取自某个合集的条目:
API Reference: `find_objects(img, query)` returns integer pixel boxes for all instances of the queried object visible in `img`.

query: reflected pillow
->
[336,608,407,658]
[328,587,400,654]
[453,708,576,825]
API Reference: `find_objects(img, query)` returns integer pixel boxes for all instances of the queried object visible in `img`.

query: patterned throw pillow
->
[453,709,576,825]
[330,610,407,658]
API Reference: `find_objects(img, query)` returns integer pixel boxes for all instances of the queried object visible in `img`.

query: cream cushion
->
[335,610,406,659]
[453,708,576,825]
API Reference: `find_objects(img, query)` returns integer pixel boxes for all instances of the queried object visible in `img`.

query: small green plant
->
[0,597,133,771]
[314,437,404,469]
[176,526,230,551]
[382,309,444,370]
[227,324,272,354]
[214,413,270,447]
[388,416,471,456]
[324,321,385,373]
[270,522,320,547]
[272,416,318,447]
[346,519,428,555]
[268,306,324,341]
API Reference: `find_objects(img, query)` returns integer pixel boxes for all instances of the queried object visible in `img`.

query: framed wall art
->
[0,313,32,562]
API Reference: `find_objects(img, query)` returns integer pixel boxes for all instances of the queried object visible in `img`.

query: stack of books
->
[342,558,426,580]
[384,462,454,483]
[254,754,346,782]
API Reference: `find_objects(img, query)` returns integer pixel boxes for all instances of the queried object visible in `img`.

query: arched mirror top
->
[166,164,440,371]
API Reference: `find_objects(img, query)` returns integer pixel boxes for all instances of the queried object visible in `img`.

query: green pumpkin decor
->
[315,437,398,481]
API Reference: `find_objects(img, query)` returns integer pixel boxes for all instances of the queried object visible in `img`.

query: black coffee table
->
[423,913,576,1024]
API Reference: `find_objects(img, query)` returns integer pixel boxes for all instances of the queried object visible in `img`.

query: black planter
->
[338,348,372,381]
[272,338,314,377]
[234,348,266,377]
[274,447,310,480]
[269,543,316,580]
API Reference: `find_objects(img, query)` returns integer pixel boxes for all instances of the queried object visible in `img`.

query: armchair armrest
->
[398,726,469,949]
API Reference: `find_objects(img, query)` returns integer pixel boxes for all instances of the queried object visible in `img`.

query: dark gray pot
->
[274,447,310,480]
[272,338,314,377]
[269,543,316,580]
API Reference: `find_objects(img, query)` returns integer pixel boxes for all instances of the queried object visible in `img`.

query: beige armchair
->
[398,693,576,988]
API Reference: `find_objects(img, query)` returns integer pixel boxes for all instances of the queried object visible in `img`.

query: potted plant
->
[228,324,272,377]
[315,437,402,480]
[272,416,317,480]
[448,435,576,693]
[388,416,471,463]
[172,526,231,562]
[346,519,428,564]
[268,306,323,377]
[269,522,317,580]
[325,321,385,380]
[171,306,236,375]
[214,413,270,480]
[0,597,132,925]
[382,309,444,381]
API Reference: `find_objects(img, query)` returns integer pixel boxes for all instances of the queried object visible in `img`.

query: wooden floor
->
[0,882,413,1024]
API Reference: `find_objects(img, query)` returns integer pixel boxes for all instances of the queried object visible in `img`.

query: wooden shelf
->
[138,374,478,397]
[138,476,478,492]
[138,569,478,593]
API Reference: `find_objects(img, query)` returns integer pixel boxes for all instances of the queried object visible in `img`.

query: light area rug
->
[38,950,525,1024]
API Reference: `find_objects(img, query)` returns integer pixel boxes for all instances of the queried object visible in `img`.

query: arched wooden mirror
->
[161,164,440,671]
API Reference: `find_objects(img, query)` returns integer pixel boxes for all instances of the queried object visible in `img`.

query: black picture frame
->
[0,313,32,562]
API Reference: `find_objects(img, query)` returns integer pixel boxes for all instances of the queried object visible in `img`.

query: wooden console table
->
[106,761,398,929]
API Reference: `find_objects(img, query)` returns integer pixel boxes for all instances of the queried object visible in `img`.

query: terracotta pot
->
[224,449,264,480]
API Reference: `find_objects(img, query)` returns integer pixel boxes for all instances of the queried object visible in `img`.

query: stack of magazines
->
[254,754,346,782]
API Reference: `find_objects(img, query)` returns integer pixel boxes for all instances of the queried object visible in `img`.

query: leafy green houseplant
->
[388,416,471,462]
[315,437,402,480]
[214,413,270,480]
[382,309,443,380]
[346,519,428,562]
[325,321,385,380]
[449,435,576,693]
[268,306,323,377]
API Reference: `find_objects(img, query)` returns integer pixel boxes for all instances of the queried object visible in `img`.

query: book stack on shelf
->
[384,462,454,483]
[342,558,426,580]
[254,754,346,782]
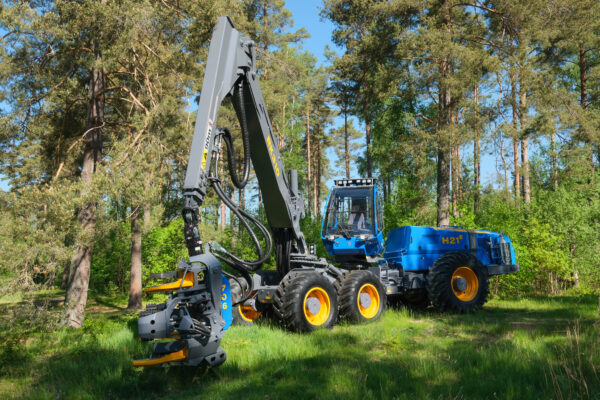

◆ **任务要求**
在上面的记录里找出每一行含有“table”这个词的内容，并原样抄下来，注意区分大小写。

◆ **任务结果**
query: black coffee table
query: wooden console table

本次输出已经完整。